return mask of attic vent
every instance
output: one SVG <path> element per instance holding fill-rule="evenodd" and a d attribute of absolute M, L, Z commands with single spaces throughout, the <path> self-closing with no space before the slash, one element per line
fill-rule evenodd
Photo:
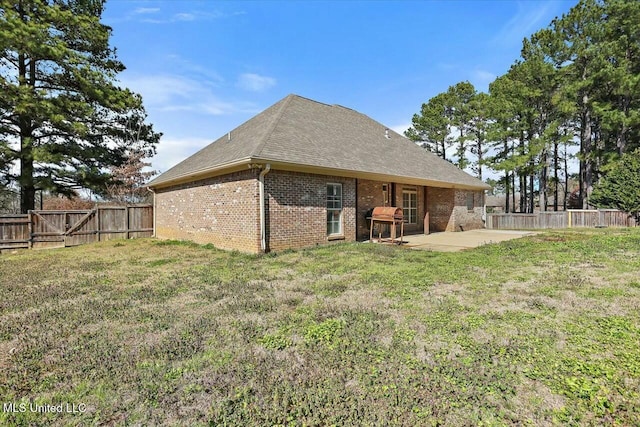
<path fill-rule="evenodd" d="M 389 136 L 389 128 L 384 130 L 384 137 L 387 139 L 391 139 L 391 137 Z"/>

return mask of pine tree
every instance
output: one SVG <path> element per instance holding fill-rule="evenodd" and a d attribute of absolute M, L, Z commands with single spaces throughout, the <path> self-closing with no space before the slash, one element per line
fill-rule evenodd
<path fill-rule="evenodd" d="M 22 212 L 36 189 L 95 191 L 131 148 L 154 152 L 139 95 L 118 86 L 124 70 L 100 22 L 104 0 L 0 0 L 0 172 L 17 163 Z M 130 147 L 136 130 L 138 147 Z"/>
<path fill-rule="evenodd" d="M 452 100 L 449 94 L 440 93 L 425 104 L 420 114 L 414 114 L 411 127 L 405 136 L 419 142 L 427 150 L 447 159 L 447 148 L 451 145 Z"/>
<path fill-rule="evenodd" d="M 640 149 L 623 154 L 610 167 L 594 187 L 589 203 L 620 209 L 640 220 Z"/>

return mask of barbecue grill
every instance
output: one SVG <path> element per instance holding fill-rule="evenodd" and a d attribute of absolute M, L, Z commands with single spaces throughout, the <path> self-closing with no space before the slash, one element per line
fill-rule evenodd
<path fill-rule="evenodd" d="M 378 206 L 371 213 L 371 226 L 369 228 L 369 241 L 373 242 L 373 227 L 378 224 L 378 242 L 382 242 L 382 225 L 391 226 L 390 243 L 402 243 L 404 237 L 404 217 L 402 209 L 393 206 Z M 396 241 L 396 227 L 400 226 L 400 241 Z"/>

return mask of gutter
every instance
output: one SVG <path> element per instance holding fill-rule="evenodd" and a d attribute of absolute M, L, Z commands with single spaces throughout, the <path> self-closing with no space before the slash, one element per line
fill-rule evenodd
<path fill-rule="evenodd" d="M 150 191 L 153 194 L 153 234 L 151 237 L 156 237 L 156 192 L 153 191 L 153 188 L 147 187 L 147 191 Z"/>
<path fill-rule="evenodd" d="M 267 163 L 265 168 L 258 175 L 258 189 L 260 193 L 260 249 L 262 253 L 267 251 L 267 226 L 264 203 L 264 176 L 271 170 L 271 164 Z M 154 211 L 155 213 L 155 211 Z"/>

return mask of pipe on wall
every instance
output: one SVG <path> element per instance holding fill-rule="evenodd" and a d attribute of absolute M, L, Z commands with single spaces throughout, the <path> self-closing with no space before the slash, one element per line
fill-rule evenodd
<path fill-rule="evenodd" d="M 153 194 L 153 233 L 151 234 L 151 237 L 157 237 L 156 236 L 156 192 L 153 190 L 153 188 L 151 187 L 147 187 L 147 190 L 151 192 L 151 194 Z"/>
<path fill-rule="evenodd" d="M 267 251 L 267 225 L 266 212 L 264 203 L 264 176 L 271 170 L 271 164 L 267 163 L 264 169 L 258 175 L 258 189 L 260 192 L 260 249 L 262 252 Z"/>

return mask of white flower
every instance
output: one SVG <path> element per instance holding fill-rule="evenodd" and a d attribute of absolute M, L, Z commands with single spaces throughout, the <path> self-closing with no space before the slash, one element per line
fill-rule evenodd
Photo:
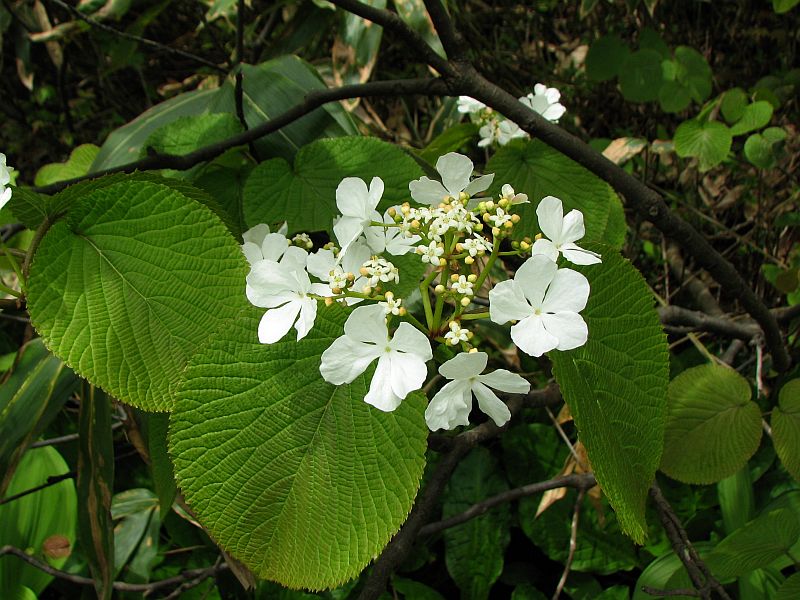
• • • • • • •
■ WHAT THIS TASK INVOLVES: Lines holding the string "return" are the answer; copy each one from the listing above.

■ RESPONSE BOX:
return mask of attic vent
return mask of pine tree
return mask of barbecue grill
return mask of gutter
return mask of pipe on wall
return mask of white flower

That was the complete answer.